[BEGIN Material shown]

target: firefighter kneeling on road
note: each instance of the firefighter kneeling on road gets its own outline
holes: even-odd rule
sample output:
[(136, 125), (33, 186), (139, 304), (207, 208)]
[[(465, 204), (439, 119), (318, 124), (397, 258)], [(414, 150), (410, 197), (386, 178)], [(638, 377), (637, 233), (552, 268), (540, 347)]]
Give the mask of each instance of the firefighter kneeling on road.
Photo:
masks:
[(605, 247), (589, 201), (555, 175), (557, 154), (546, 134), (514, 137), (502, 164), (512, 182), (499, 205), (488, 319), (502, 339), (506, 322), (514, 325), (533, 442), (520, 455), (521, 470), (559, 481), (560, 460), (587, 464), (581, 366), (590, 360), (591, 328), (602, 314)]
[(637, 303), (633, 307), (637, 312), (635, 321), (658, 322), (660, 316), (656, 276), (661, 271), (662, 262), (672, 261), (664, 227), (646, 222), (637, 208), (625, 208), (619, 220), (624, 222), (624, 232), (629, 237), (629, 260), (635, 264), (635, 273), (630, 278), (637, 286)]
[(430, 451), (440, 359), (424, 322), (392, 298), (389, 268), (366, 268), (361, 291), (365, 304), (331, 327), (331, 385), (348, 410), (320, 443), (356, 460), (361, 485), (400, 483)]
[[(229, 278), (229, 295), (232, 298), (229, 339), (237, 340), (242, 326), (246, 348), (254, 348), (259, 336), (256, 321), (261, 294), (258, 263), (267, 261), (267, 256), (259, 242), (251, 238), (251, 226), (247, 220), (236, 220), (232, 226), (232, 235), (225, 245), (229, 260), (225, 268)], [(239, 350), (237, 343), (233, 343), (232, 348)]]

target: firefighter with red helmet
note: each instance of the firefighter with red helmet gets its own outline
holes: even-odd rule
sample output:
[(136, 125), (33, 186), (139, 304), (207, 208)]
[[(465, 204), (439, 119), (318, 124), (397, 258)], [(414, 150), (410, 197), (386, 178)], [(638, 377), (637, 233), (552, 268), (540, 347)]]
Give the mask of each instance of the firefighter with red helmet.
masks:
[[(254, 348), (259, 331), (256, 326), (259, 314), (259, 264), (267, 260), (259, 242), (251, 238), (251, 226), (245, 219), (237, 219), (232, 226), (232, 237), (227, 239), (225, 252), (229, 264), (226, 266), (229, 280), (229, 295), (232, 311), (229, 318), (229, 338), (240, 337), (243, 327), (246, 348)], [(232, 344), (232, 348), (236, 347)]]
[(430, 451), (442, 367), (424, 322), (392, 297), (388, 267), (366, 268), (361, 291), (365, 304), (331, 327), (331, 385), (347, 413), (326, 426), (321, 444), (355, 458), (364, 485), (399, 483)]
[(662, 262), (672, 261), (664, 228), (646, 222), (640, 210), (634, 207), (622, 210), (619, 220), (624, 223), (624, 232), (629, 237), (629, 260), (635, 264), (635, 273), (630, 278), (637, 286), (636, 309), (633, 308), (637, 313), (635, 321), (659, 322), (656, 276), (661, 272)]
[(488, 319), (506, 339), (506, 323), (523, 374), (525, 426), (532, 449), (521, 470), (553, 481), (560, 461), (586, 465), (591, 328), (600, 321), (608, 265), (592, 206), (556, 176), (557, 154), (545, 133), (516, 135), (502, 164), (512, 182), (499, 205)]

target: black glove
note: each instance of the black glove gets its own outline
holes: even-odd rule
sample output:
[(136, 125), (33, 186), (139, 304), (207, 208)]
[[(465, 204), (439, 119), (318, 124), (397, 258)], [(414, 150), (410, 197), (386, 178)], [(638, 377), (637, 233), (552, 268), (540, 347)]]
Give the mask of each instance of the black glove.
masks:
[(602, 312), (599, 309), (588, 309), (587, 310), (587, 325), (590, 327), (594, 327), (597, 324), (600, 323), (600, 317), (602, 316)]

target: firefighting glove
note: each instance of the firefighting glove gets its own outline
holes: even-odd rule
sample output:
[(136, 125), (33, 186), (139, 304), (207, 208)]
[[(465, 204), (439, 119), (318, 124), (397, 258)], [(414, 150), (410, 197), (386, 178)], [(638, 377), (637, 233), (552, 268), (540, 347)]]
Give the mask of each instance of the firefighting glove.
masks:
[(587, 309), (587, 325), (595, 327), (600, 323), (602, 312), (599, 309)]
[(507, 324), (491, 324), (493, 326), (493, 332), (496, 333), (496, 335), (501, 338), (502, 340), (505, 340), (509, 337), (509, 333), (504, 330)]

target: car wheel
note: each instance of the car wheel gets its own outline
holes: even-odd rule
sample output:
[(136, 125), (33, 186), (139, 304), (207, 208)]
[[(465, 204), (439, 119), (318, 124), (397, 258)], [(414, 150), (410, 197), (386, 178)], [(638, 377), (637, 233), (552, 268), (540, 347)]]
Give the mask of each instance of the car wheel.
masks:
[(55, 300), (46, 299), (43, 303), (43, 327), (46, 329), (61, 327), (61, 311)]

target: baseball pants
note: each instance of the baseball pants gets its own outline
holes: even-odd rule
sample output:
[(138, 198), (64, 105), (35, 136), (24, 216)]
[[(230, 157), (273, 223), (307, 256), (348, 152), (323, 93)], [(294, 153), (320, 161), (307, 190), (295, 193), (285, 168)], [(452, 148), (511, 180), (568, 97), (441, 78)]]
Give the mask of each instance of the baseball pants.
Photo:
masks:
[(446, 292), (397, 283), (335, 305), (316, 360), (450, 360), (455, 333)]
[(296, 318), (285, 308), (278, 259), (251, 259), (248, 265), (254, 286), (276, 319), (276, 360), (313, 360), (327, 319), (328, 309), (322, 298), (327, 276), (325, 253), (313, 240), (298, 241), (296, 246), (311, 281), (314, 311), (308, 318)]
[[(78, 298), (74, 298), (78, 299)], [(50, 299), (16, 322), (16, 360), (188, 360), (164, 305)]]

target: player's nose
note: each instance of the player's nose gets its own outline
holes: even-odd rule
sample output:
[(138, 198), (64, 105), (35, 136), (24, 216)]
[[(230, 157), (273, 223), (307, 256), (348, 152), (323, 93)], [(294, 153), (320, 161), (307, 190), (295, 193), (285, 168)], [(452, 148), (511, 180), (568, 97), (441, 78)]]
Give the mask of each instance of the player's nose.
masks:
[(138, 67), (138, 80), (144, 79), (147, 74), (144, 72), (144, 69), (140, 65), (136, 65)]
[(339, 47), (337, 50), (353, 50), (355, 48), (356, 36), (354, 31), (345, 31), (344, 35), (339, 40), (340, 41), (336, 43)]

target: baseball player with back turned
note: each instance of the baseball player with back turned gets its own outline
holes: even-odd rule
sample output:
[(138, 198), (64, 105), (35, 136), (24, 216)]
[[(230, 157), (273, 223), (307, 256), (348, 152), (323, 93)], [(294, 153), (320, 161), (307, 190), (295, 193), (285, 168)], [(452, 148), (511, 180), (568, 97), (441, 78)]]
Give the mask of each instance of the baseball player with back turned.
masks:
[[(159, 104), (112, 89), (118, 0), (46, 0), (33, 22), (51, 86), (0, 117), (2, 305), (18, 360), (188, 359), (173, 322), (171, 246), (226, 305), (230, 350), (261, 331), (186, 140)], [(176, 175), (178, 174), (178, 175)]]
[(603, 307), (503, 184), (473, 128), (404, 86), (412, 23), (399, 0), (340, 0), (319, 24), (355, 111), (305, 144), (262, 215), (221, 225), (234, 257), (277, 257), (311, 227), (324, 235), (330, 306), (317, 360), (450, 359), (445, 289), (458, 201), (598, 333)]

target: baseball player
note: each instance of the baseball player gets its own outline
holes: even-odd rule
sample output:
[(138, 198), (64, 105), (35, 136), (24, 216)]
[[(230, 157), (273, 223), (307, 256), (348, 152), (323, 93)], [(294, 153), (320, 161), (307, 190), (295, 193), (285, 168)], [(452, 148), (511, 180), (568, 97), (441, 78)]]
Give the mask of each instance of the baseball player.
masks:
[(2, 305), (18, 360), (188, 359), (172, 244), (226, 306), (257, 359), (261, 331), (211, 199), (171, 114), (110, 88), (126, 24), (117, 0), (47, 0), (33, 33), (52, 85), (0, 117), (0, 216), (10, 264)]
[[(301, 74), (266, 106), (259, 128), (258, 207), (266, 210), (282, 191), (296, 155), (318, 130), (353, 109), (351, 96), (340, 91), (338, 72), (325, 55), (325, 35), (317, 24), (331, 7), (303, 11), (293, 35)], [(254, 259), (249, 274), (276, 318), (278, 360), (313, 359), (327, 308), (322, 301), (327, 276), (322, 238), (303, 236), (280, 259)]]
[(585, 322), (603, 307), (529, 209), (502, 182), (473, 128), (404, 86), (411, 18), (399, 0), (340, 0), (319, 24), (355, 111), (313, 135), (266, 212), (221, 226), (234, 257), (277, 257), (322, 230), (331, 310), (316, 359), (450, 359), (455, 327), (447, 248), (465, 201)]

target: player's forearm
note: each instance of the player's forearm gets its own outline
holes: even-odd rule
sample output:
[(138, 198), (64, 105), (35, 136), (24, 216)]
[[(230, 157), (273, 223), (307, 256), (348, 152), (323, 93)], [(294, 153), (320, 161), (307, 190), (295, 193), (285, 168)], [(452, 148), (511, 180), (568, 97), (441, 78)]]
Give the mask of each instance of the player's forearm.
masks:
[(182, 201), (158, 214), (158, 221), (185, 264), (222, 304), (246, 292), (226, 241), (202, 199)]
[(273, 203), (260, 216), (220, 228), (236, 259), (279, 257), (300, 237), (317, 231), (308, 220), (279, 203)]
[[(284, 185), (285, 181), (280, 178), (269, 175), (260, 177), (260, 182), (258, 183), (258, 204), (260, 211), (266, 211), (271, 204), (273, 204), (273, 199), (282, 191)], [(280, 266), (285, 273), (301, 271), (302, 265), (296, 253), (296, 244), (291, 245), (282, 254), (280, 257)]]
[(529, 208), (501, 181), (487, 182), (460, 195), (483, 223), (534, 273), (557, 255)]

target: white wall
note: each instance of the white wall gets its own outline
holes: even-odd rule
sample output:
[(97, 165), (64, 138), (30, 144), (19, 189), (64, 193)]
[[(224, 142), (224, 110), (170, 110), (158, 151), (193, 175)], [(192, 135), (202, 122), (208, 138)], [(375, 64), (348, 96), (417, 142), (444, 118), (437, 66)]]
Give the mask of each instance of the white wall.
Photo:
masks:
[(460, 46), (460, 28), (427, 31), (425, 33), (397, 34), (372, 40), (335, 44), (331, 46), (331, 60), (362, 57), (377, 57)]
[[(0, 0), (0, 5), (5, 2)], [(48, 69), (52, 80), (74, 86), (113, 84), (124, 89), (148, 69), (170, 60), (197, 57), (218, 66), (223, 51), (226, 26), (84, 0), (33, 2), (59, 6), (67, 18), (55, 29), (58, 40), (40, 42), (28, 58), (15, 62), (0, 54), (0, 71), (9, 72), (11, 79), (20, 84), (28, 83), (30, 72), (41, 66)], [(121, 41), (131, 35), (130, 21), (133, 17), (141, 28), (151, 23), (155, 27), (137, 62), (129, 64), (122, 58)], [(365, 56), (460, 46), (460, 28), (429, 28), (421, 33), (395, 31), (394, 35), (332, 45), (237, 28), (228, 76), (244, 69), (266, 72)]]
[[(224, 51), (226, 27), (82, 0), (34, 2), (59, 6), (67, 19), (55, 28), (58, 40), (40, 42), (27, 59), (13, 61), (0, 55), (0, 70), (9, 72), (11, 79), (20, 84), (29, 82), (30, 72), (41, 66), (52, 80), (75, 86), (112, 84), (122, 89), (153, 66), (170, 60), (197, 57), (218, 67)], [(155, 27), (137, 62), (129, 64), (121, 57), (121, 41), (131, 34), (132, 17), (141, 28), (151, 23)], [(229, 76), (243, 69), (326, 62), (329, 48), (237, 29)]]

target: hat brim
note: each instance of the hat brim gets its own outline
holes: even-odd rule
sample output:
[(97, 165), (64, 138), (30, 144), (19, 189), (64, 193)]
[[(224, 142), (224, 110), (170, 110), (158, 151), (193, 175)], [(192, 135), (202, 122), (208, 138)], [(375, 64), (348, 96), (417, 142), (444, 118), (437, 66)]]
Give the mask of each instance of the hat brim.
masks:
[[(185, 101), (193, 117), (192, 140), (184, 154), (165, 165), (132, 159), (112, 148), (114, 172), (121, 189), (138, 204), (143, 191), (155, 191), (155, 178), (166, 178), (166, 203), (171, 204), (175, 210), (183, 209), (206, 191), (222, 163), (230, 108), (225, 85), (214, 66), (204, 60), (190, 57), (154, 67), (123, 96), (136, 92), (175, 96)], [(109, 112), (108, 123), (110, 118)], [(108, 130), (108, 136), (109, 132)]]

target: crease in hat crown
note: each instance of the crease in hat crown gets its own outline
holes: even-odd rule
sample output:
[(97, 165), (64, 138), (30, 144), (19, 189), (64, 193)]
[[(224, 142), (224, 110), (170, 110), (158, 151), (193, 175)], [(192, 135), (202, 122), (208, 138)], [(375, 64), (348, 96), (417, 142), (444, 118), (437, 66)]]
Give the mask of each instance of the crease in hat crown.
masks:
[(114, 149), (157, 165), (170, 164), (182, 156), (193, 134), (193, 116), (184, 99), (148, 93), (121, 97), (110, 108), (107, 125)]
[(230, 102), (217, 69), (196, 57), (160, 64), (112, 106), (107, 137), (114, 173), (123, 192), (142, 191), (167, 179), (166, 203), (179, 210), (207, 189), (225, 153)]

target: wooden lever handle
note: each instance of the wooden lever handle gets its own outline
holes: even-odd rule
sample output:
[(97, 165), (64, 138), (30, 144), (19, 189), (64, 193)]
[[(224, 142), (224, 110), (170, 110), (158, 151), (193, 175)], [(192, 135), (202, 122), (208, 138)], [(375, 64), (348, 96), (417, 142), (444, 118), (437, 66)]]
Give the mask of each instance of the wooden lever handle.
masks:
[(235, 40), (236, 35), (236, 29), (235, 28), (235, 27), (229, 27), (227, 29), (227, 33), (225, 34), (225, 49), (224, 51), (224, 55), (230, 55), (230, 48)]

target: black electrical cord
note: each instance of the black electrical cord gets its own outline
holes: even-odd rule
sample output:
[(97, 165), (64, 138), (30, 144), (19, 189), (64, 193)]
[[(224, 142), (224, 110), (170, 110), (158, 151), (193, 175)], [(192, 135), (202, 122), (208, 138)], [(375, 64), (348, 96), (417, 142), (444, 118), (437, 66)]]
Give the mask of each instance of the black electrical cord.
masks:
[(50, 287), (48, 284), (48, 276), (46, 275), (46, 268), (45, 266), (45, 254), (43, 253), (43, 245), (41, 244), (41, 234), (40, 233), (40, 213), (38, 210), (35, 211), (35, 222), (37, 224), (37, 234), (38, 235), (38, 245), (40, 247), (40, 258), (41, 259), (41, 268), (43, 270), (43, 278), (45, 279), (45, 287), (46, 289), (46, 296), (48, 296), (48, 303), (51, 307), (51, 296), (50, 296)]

[END Material shown]

▶ Your task
Copy out the stretch of material from the line containing "target: player's nose" through the line containing "65), (136, 65)]", requests included, and offset every coordinate in the answer outlines by -137 while leaving the sample outputs unchanged.

▶ Result below
target: player's nose
note: each instance of the player's nose gets its own outline
holes: even-odd rule
sample output:
[(138, 198), (64, 105), (35, 136), (24, 216)]
[[(230, 157), (273, 223), (307, 256), (348, 152), (323, 93)], [(294, 153), (320, 161), (307, 190), (295, 193), (285, 168)], [(452, 148), (511, 180), (568, 97), (441, 78)]]
Give the mask of each instance of the player's nose.
masks:
[(1, -70), (1, -57), (7, -58), (10, -63), (7, -65), (7, -68), (3, -72), (-1, -72)]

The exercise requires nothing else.